### Task
Reproduce the data from the line holding "Check that each instance of the small" through the end of the data, inclusive, keeping each request line unchanged. In the answers, increase every x and y coordinate by 97.

### Source records
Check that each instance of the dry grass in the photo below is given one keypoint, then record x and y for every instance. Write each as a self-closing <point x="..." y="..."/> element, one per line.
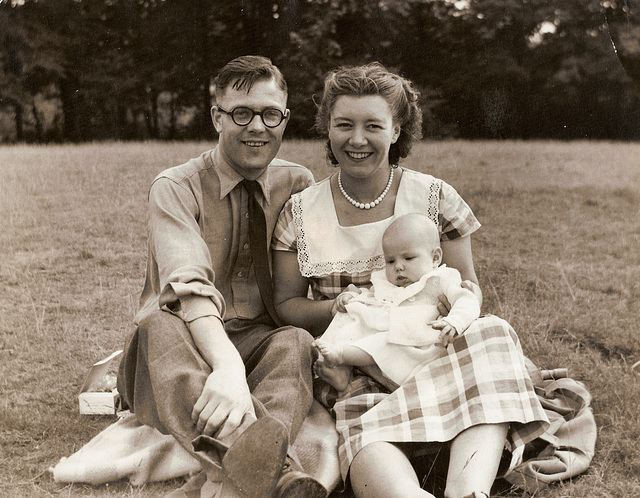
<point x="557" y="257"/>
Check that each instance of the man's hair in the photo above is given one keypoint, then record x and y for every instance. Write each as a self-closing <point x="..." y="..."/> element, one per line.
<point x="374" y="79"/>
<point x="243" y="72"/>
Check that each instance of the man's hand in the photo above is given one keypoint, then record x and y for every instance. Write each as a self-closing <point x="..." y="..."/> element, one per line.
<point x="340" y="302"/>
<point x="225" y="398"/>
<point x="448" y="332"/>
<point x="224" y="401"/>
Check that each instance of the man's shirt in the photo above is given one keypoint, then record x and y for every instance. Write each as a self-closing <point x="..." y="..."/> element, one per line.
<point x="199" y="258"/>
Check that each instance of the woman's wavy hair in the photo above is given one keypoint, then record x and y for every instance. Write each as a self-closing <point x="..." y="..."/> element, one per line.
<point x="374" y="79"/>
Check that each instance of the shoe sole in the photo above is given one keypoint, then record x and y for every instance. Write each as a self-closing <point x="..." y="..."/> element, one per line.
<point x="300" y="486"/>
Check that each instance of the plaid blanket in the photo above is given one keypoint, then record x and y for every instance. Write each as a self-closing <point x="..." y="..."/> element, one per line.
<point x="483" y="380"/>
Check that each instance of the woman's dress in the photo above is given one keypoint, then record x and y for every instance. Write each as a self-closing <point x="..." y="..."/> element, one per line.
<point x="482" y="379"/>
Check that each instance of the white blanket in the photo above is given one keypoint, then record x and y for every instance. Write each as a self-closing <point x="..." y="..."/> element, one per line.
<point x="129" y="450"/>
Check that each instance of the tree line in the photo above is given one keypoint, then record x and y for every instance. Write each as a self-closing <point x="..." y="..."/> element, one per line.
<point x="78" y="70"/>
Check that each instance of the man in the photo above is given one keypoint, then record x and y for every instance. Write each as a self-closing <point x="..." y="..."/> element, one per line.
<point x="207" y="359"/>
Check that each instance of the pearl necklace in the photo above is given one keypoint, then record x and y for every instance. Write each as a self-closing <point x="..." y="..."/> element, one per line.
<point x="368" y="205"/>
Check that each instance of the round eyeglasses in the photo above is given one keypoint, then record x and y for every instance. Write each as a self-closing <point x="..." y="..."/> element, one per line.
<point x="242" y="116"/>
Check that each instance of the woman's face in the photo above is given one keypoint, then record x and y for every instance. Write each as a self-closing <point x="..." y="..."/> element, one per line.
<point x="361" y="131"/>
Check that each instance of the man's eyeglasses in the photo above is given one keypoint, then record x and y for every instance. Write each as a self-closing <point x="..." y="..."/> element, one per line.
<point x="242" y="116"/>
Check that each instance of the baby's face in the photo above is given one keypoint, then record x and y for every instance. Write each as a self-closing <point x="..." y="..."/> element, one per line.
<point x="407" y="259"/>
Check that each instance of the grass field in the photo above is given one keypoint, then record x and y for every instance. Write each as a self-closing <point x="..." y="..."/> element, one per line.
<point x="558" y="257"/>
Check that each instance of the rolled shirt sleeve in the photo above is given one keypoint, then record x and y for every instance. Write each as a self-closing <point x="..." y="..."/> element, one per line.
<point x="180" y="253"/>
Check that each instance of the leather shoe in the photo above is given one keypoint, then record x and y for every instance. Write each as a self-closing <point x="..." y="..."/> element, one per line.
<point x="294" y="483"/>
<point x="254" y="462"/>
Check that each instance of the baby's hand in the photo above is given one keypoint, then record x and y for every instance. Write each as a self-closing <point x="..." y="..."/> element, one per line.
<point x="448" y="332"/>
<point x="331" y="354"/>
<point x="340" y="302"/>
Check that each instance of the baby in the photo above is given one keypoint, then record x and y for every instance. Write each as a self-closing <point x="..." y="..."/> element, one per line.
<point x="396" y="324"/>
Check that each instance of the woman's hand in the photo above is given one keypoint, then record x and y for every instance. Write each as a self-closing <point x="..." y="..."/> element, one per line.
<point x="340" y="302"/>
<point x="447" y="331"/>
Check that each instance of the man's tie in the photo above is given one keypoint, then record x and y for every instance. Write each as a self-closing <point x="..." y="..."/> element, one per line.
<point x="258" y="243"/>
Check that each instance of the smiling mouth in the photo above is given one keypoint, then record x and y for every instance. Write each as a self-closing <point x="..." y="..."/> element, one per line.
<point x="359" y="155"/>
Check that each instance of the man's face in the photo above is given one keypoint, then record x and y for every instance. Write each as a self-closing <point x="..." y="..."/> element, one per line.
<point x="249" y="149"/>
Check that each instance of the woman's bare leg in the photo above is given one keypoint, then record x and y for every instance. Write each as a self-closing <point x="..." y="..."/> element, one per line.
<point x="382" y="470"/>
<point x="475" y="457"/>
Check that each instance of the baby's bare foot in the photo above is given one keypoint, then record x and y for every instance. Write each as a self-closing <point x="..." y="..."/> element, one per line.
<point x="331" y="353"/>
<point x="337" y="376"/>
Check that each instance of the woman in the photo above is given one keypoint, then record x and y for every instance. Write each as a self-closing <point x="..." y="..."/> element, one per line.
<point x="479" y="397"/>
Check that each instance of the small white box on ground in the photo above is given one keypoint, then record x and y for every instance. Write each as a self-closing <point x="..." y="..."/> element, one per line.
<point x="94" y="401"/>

### Written solution
Check that each instance of the small white box on ground in the photo above is given one keypoint, then record x and y for every instance. Write each as a self-closing <point x="..." y="..."/> element, one per line.
<point x="191" y="498"/>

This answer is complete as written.